- [Exercise prompt]: Extract every line from the entries below that contains the string "positive".
The data Start Marker
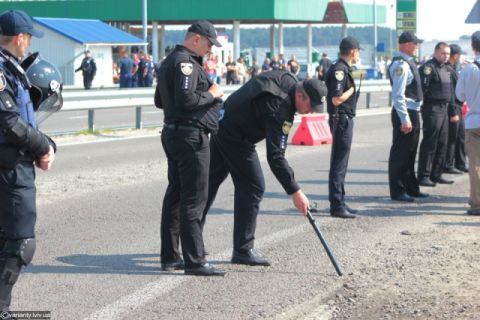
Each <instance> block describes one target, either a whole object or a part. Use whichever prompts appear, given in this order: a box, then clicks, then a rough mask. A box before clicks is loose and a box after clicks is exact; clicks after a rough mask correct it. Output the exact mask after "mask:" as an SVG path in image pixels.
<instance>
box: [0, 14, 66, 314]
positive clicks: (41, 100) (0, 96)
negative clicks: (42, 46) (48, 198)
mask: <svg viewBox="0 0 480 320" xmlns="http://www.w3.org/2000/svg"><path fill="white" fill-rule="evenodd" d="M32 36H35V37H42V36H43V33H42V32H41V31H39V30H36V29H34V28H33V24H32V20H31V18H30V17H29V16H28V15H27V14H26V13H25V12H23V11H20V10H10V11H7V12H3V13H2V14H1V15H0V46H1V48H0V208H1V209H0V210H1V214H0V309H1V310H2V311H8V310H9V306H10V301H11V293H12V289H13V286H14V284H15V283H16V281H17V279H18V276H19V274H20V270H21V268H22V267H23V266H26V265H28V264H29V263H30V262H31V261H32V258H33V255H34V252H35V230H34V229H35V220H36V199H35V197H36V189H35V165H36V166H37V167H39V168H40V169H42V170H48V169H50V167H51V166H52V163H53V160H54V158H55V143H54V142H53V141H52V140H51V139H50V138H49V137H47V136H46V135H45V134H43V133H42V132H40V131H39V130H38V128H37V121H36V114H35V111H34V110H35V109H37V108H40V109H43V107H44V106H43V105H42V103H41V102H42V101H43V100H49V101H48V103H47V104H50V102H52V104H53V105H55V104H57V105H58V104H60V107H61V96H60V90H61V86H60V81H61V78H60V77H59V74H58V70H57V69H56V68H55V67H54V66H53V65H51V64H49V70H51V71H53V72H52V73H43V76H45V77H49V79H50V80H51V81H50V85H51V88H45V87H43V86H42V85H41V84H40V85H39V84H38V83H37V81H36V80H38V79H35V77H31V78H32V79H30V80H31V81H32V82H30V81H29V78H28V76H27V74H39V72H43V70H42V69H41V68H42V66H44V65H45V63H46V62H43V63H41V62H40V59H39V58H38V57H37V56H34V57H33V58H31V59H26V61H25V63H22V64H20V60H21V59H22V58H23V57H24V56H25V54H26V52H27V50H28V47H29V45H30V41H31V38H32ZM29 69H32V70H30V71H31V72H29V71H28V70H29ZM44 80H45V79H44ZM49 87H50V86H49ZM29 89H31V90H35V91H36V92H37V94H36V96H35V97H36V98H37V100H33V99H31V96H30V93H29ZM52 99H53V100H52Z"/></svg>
The data End Marker
The data Start Marker
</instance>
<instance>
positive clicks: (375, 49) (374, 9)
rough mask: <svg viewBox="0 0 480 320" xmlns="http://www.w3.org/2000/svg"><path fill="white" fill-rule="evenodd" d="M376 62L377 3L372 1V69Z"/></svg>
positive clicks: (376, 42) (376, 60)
The data End Marker
- [Written answer]:
positive clicks: (41, 100) (0, 96)
positive clicks: (375, 49) (374, 9)
positive clicks: (376, 42) (376, 60)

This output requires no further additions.